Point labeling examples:
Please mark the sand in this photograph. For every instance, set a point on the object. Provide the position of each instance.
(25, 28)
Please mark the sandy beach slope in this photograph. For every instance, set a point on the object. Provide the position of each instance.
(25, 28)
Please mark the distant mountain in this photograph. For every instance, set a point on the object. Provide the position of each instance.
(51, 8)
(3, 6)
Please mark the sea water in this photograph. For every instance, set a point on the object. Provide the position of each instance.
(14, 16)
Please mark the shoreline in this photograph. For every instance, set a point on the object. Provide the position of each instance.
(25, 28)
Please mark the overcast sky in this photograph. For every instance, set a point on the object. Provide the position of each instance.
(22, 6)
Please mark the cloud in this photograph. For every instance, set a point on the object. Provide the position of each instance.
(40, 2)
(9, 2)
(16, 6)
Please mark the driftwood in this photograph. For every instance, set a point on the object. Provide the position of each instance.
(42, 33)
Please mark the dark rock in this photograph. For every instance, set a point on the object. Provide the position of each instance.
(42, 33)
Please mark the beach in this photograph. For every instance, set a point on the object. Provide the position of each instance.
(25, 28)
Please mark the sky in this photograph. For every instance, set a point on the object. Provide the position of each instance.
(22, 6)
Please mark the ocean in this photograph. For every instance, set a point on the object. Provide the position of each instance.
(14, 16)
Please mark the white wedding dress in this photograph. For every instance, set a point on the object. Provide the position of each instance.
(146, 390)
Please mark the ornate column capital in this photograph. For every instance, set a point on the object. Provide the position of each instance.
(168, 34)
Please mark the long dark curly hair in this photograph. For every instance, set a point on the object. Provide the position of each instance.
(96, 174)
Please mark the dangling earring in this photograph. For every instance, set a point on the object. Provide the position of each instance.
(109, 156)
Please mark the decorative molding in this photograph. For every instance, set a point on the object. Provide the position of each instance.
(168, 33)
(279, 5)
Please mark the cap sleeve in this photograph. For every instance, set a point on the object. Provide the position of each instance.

** GIVEN EXERCISE **
Take the material above and return all of it exactly.

** WRITTEN REPLY **
Please mark the sand in this photograph. For every instance, set a point on the object. Provide the position of each instance.
(25, 28)
Please mark the sandy beach slope in this photograph. For every instance, set a point on the object. Provide the position of each instance.
(25, 28)
Please mark the distant mountain in this photograph. For every instance, set a point on the object. Provide the position of each instance.
(51, 8)
(3, 6)
Please mark the sea water in this photograph. For every instance, set a point on the object. Provide the position of each instance.
(14, 16)
Please mark the shoreline in this photograph. For every instance, set a point on the object. Provide the position of each instance.
(25, 28)
Please mark the overcast sky in this photograph. For every instance, set a point on the object. Provide the position of each instance.
(22, 6)
Please mark the cloud in this photograph. For every instance, set a point on the object. Provide the position of each instance.
(40, 2)
(9, 2)
(16, 6)
Please mark the driftwood in this photograph. For every instance, set a point on the object. Provide the position of each instance.
(42, 33)
Please mark the dark rock in this photograph. For every instance, set a point on the object. Provide the position of each instance.
(42, 33)
Please mark the beach in this photograph. For every instance, set a point on the object. Provide the position of each instance.
(25, 28)
Please mark the sky in this photograph. For every instance, set a point on the object. Provide the position of each instance.
(22, 6)
Please mark the ocean in this photograph. For every instance, set a point on the object. Provide the position of each instance.
(14, 16)
Please mark the white wedding dress in this photograph. For every instance, set a point on the object. Provide the position of each instance.
(146, 390)
Please mark the ornate column capital in this photograph. For every instance, set a point on the object. Provide the position of each instance.
(168, 34)
Please mark the long dark curly hair in this photograph. For every instance, set a point on the object. Provide the position of each instance.
(96, 174)
Please mark the dangling earring in this photograph. For every instance, set a point on the object. Provide the position of each instance.
(109, 156)
Please mark the decorative molding in this photograph. For every instance, set a point on the object. Provide the position of each instance.
(168, 33)
(279, 5)
Please mark the cap sleeve in this photograph. For every instance, set a point on the object. Provide the position of each instance.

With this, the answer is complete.